▶ Exercise task 1: Summarize the passage on Overstock.com's accounting in two sentences.
▶ Exercise task 2: Extend the passage on Overstock.com's accounting from the point where it stops.

▶ Provided passage:
+ + +

Therefore, financial reports specifically from 2003 to Q3 2005 were restated twice – the first time due to inventory accounting errors and the second time due to customer refund and credit errors.

Now, Patrick Byrne is desperately trying to avoid a third restatement of Overstock.com financial reports in three years for violations of GAAP by claiming a vast conspiracy among short sellers, the SEC, the press, and other imagined enemies to bring him down.

How Overstock.com violated GAAP and created a "cookie jar reserves" to materially inflate future financial performance

As I will summarize below, Overstock.com failed to comply with GAAP in correcting its customer refund and credit errors and improperly created a "cookie jar reserve" to materially inflate reported earnings or reduce losses in future reporting periods.

Those customer refund and credit errors also caused Overstock.com to underbill income due from its fulfillment partners for offsetting costs and reimbursements. While Overstock.com restated prior financial reports to correct its customer refund and credit errors, it failed to make offsetting corrections for underbilling income due from its fulfillment partners in those same affected prior reporting periods, as required by GAAP. (See SFAS No. 154).

In addition, Overstock.com failed to make a reasonable estimate of uncollectable underbilled amounts due from its fulfillment partners as required by GAAP (See: SFAS No. 5 paragraph 1, 2, 8, 22, and 23).

Instead, Overstock.com belatedly claimed that future recoveries from underbilling its fulfillment partners was a "gain contingency" after my two blog posts (here and here) criticized its violation of GAAP in reporting such recoveries from its fulfillment partners on a non-GAAP cash basis. However, no gain contingency existed because:

(1) The company already earned amounts due from underbilling its fulfillment partners in prior reporting periods,
(2) Its fulfillment partners were contractually liable to pay all underbilled amounts from prior reporting periods, and
(3) The collection of large sums of such underbilled amounts due from its fulfillment partners was reasonably assured.

+ + +

Dataset rows on where objects appear
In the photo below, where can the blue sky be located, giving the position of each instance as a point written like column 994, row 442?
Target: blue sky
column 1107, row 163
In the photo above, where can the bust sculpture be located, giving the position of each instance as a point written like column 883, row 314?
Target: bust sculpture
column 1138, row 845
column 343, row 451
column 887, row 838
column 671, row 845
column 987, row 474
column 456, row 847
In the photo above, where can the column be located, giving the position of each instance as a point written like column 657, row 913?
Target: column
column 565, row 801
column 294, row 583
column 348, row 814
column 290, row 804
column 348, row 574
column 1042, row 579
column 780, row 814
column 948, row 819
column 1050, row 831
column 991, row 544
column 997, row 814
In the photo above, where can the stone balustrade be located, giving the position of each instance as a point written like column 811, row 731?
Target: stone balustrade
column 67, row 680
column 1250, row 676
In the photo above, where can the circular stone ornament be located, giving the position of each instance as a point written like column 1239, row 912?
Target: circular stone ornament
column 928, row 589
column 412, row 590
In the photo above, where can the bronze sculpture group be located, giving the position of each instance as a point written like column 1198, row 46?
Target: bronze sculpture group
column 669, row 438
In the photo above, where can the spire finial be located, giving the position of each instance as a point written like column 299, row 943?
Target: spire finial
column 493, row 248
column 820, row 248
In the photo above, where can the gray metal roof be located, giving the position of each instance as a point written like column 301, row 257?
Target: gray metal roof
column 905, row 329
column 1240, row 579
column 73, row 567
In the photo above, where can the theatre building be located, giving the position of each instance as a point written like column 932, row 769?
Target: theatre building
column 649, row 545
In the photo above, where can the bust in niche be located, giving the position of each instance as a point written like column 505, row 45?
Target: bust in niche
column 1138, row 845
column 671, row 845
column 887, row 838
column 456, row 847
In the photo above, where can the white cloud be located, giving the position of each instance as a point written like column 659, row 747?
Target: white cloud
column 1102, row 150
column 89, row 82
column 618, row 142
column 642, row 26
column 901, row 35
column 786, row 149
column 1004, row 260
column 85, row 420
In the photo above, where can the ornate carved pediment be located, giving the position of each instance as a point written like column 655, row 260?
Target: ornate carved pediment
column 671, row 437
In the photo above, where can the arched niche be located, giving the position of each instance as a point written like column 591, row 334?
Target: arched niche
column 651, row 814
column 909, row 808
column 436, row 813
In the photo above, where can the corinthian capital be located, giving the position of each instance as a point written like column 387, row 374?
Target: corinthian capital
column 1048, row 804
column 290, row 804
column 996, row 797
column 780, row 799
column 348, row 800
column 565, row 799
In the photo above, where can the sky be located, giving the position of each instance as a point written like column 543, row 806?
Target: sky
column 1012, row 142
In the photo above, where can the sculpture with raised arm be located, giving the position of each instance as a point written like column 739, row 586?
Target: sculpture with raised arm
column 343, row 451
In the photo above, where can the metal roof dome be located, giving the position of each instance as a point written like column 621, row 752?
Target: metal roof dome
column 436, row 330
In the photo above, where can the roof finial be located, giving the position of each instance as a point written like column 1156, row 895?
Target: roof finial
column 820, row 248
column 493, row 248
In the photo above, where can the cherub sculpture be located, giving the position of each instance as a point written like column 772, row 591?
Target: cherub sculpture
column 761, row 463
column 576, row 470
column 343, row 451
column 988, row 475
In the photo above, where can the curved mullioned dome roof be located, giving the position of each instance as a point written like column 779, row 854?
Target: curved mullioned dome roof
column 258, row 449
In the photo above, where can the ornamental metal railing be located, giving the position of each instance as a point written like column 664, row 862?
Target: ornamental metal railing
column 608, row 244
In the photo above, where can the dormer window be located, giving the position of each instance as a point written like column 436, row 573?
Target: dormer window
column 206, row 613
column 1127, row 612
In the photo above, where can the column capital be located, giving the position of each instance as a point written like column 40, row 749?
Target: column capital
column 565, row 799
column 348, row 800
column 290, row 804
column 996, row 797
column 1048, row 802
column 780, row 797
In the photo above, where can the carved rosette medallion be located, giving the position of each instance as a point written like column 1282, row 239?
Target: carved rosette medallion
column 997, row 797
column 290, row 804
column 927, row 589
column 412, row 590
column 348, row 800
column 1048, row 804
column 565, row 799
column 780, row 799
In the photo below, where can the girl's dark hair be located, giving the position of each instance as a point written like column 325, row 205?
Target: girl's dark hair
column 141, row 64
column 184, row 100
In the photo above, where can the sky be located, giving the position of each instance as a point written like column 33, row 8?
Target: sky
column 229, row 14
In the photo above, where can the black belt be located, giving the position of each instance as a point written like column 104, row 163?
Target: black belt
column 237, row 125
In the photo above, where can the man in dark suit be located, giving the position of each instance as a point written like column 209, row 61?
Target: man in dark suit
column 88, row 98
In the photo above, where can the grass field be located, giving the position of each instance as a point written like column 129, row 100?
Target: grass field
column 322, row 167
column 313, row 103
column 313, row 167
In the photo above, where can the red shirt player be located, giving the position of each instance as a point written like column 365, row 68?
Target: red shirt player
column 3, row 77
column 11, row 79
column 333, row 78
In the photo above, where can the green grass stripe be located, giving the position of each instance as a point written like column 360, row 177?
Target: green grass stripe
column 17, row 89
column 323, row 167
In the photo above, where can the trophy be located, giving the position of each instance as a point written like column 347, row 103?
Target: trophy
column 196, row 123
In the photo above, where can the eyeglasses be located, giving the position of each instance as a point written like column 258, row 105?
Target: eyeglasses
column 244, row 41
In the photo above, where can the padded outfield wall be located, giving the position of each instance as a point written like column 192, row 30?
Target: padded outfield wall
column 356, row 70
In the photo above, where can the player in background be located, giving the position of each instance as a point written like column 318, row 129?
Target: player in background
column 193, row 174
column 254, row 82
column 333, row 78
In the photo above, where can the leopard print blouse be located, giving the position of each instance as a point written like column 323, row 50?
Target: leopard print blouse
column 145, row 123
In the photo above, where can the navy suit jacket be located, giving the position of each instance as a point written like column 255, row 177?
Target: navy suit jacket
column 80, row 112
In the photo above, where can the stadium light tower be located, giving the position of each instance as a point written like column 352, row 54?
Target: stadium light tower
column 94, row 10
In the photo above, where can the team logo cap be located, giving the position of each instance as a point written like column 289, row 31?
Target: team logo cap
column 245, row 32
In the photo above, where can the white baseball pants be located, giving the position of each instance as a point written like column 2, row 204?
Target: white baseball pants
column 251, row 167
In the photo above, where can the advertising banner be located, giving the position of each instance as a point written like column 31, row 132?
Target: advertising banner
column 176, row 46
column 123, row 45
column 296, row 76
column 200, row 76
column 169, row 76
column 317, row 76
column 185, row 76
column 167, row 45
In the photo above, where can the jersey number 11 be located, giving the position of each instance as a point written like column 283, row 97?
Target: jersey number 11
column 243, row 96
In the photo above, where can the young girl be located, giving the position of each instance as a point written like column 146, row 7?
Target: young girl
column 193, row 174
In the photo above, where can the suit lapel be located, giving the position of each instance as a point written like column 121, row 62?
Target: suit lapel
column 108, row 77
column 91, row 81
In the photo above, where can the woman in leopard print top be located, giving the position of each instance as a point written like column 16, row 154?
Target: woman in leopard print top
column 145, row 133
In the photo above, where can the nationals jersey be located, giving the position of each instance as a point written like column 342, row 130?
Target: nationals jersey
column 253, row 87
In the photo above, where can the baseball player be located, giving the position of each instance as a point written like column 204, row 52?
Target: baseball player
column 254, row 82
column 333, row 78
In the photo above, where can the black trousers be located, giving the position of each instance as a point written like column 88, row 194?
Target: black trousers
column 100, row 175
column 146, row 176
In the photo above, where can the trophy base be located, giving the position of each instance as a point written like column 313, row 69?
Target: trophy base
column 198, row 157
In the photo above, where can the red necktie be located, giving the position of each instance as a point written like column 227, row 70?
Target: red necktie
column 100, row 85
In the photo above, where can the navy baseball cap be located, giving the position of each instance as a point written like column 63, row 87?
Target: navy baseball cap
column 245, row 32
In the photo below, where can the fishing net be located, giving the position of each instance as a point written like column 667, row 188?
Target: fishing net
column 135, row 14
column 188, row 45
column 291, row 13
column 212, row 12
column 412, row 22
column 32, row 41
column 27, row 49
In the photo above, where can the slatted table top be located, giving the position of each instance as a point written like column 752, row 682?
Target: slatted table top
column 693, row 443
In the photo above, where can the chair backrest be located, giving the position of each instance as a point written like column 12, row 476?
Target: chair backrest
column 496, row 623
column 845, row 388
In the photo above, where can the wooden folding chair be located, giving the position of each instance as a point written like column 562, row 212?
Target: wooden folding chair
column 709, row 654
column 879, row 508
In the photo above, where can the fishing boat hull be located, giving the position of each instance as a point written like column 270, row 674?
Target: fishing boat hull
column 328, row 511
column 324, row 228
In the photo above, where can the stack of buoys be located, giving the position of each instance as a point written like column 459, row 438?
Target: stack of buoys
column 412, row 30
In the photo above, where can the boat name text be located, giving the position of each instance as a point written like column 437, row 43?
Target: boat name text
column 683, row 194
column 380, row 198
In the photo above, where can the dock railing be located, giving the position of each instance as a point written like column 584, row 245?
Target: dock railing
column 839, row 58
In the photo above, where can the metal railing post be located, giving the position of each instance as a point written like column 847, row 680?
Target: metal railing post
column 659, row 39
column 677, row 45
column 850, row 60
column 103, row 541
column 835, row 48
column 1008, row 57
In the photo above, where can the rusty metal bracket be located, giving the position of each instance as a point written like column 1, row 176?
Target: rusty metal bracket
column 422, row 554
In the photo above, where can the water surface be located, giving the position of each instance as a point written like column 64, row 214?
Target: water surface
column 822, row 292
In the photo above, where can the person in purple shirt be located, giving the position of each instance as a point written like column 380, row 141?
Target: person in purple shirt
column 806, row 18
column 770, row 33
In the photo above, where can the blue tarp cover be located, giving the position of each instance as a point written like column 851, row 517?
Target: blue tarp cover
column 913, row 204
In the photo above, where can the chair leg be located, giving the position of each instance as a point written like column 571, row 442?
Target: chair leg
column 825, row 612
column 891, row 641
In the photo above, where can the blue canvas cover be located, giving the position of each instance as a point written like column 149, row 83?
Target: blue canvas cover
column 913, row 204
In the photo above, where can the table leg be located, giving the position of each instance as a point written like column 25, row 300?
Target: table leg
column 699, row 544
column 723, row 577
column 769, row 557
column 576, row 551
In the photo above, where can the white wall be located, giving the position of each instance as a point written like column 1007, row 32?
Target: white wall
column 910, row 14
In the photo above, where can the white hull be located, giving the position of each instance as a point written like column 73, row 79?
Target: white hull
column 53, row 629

+ + +

▶ Written response 1: Overstock.com restated its financial reports for 2003 through Q3 2005 twice, first for inventory accounting errors and then for customer refund and credit errors, and the writer argues that in correcting the second set of errors the company violated GAAP by not making offsetting corrections for income it had underbilled its fulfillment partners, creating a "cookie jar reserve" to inflate future results. The writer also contends that Overstock.com failed to estimate uncollectable underbilled amounts and wrongly labeled future recoveries a "gain contingency," even though those amounts had already been earned, were contractually owed, and were reasonably assured of collection.

▶ Written response 2:
It turns out that over $3 million of underbilled amounts to fulfillment partners was actually recovered within weeks and months after the company initially discovered the underbilling errors. Those amounts were improperly recognized as income on a non-GAAP cash basis in future reporting periods after the error was discovered (Q4 2008 $1.8 million, Q1 2009 estimated at $1.4 million, and Q2 2009 $87k).

According to the Securities and Exchange Commission, "GAAP do not allow for the deferral of accounting adjustments arising from a change in estimate or the correction of error.” (Source: Cease and Desist order issued “In the matter of Carl M. Apel”). Yet, Overstock.com improperly deferred accounting error adjustments for income due from underbilling its fulfillment partners.

In effect, Overstock.com overstated its claimed accumulated losses of $8.2 million in prior periods from its customer refund and credit errors by failing to accrue income earned in those same accounting periods for offsetting costs and reimbursements due from its fulfillment partners, less estimated uncollectable amounts. In other words, Overstock.com improperly created a cookie jar reserve to materially inflate financial results in future reporting periods.

For more details, please read my "Open Letter to the Securities and Exchange Commission" Blog post, here.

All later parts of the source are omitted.